Give all of the data below again exactly, and drop the images.
[DATA TO USE Boundary: Start]
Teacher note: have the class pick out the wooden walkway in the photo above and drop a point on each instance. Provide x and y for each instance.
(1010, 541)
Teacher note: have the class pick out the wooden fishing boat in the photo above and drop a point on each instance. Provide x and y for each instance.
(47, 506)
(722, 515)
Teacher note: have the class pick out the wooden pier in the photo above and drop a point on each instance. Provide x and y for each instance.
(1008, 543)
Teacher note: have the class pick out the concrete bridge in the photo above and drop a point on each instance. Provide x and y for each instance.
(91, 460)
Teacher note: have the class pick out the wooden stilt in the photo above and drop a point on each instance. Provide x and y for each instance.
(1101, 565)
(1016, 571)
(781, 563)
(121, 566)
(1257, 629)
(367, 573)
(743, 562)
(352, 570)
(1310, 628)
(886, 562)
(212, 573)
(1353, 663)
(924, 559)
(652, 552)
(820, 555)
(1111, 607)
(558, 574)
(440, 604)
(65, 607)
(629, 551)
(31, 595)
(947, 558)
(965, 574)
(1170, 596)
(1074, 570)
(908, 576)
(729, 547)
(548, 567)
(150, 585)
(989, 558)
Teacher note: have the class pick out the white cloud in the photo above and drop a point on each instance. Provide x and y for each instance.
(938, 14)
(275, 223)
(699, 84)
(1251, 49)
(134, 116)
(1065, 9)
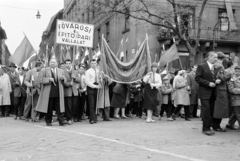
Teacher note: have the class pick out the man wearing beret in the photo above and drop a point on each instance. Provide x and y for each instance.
(234, 89)
(32, 81)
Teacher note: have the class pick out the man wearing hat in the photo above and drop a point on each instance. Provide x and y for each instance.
(82, 88)
(70, 90)
(32, 81)
(19, 93)
(194, 92)
(12, 74)
(222, 58)
(234, 89)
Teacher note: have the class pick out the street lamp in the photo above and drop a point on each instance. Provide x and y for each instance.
(38, 15)
(219, 21)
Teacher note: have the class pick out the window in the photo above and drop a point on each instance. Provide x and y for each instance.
(107, 31)
(99, 35)
(186, 18)
(88, 18)
(127, 23)
(185, 61)
(83, 17)
(223, 20)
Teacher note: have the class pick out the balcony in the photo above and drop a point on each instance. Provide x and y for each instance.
(207, 34)
(218, 35)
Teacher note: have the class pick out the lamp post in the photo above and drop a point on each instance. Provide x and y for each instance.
(214, 29)
(38, 15)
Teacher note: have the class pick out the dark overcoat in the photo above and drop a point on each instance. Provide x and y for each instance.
(221, 107)
(45, 75)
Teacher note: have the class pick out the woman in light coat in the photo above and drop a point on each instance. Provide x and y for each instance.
(153, 83)
(5, 90)
(181, 95)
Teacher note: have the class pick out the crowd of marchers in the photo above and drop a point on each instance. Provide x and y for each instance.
(210, 92)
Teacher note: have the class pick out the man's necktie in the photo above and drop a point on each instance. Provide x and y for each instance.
(154, 81)
(81, 85)
(96, 75)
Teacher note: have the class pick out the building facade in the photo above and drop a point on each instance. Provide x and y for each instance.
(219, 30)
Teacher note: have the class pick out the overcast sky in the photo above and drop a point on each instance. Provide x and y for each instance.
(18, 16)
[DATA TO USE Boundary: End]
| ANSWER TO THIS EXERCISE |
Teacher note: have the class pick out the wooden walkway in the photo above and drop a point on each instance. Provide x and y for each instance.
(1010, 541)
Teacher note: have the class pick out the wooden fishing boat in the photo above and drop a point on each instance. Provide x and y for each instance.
(47, 506)
(722, 515)
Teacher note: have the class pick out the wooden pier in the photo above and drop a point on each instance. Provide x and y for each instance.
(1008, 543)
Teacher note: have the class pick out the concrete bridge in the photo above and drop a point on each instance. Provide x and y for each instance.
(91, 460)
Teacher note: have the class pick out the wooden stilt in the photo above and drop a point on each instance. Provide x and y for each instance.
(1101, 565)
(1016, 571)
(781, 563)
(121, 566)
(1257, 629)
(367, 573)
(743, 562)
(352, 570)
(1310, 628)
(886, 562)
(212, 573)
(1353, 663)
(924, 559)
(652, 552)
(820, 555)
(1111, 607)
(558, 574)
(440, 604)
(65, 607)
(629, 551)
(31, 595)
(947, 558)
(965, 574)
(1170, 596)
(1074, 570)
(908, 576)
(729, 547)
(548, 567)
(150, 585)
(989, 558)
Teacher note: have the class pick out the white cloud in the photo above and drop a point on each instance. Provide x and y for each instance.
(938, 14)
(275, 223)
(699, 84)
(1251, 49)
(134, 116)
(1065, 9)
Teacher note: have the class pick out the man wearing beret in the photo above and drop a point on each instance. Provide x and y for each instance.
(234, 89)
(32, 81)
Teacher note: have the class pick out the man wearing hat in the photo above and drop a point on each instance. Provide x and y for each instance.
(82, 88)
(70, 90)
(32, 81)
(19, 93)
(194, 92)
(12, 74)
(222, 58)
(234, 89)
Teacher note: have the class pick out the street lamp in the photo above and drop a point on each instance. Provide x and y for each instance.
(38, 15)
(219, 21)
Teacher note: have the class pick out the window in the photo above and drop a point on each instance. Provide x and y for each instance.
(107, 31)
(99, 35)
(186, 18)
(88, 18)
(127, 23)
(185, 61)
(83, 17)
(223, 20)
Teacher note: have the class pick out the balcony in the photo above and drop a point on each instance. Provide x and y for each instance.
(207, 34)
(218, 35)
Teacher note: have the class pick out the lamp post in the photo above and drop a point on each instance. Provide x and y for each instance.
(214, 29)
(38, 15)
Teacher note: have the class pick out the dark overcoat in the photo above and drop a point on each instance. Provide x and y for each instance.
(221, 107)
(45, 75)
Teacher note: have the class pick out the woman in light coat in the photo above and drop a point on each instance. Provide x and y for each instance.
(153, 83)
(5, 90)
(181, 95)
Teacher note: have the class pick out the crowd of marchers in the photo above and drop a point on each instance. Provide x and y for each instance.
(210, 92)
Teacher note: have the class pick out the man's necktie in the photo above and drop a point on each instance. Provide x and y for each instance.
(154, 81)
(81, 85)
(96, 75)
Teacher note: have the class pick out the building facade in the photo above and drop a point on each instance. Provide x and y for each instance.
(219, 30)
Teacher note: have the class pick out the overcast sky in the photo above and drop a point on each instance. Provide x and y for each instance.
(18, 16)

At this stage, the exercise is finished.